Exercise – Reproduce, exactly as they appear, the line containing "Query: walkway along canal" and every line after it, ending with the last line of the records.

============

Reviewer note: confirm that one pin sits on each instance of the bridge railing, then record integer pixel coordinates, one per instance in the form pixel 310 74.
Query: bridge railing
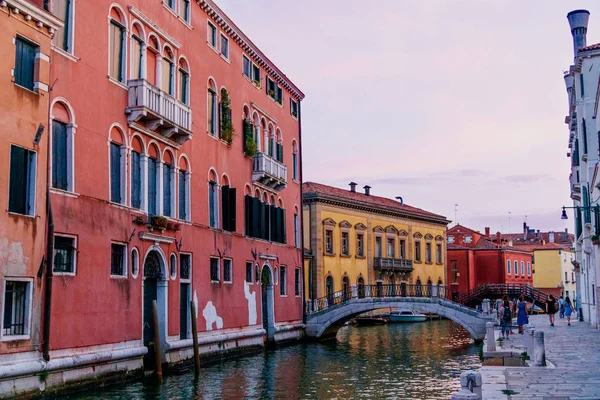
pixel 374 291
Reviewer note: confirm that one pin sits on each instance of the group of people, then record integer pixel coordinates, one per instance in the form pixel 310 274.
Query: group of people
pixel 507 310
pixel 565 309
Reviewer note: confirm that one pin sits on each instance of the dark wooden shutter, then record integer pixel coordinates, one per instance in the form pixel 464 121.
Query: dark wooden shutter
pixel 232 210
pixel 225 207
pixel 167 190
pixel 182 196
pixel 115 173
pixel 59 155
pixel 151 186
pixel 17 202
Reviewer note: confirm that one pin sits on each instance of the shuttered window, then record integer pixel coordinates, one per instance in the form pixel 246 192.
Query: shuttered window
pixel 136 180
pixel 22 181
pixel 183 196
pixel 25 62
pixel 59 155
pixel 152 186
pixel 116 51
pixel 167 198
pixel 62 9
pixel 115 173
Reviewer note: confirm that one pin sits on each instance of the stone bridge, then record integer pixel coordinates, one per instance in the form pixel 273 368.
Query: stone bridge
pixel 327 315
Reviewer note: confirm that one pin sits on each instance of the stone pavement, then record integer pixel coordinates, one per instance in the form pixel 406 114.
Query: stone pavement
pixel 573 373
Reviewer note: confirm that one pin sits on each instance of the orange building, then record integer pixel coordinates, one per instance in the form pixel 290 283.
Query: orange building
pixel 25 33
pixel 175 178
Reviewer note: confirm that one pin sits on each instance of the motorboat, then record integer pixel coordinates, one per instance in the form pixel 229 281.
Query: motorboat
pixel 406 316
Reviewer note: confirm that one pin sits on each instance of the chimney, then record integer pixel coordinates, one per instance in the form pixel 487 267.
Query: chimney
pixel 578 20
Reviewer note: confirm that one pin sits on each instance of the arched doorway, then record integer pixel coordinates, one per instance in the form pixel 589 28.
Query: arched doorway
pixel 361 287
pixel 268 312
pixel 329 289
pixel 155 287
pixel 346 288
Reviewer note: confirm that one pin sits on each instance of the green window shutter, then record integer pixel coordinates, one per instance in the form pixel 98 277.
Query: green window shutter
pixel 232 210
pixel 225 207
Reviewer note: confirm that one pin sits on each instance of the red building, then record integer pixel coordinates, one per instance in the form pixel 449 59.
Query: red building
pixel 474 259
pixel 175 177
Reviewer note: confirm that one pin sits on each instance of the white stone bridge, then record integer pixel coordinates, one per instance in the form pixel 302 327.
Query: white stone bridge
pixel 327 315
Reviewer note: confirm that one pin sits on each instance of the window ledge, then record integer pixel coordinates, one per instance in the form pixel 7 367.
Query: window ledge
pixel 64 192
pixel 11 338
pixel 65 53
pixel 118 83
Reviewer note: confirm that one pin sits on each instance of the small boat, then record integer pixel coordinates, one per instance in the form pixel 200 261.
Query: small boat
pixel 371 320
pixel 406 316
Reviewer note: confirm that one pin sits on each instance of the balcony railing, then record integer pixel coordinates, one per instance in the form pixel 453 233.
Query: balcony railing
pixel 269 172
pixel 159 110
pixel 396 264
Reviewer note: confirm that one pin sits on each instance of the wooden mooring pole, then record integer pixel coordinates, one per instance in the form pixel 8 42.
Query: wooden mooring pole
pixel 195 337
pixel 157 357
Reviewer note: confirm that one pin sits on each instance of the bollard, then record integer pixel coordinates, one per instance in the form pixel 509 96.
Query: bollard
pixel 539 349
pixel 485 306
pixel 490 336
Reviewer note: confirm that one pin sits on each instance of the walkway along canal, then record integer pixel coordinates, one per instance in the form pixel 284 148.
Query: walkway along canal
pixel 407 361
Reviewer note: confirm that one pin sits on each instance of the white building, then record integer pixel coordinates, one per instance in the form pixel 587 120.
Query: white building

============

Solved exercise –
Query: walkway along canal
pixel 407 361
Reviewer note: confirm that one pin sits on each instance of the white building, then record integer pixel coordinates, one per instance in the form pixel 587 120.
Query: white building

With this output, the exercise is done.